Copy the listing below line for line, with no changes.

⁂

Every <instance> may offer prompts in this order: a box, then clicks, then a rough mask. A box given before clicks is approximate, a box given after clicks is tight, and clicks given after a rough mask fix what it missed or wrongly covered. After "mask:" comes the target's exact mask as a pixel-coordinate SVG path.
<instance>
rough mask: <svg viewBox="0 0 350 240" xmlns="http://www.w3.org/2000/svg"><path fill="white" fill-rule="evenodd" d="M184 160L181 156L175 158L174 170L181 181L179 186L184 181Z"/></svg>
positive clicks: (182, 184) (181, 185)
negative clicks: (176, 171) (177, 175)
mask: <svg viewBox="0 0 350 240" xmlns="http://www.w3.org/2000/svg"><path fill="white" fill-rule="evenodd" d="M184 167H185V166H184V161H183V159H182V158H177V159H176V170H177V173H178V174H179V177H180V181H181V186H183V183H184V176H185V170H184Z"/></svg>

⁂

◆ EXERCISE OUTPUT:
Every <instance> may offer prompts in this order: a box, then clicks, then a rough mask. A box given before clicks is approximate, a box given after clicks is tight, and clicks given after a rough mask fix what it missed or wrongly covered. After "mask:" comes the target's exact mask as a pixel-coordinate SVG path.
<instance>
rough mask: <svg viewBox="0 0 350 240" xmlns="http://www.w3.org/2000/svg"><path fill="white" fill-rule="evenodd" d="M184 160L181 156L175 158L174 170L181 181L179 186L184 181Z"/></svg>
positive clicks: (182, 184) (181, 185)
negative clicks: (176, 171) (177, 175)
mask: <svg viewBox="0 0 350 240" xmlns="http://www.w3.org/2000/svg"><path fill="white" fill-rule="evenodd" d="M184 167H185V166H184V161H183V159H182V158H177V159H176V170H177V173H178V174H179V177H180V181H181V186H183V183H184V176H185V170H184Z"/></svg>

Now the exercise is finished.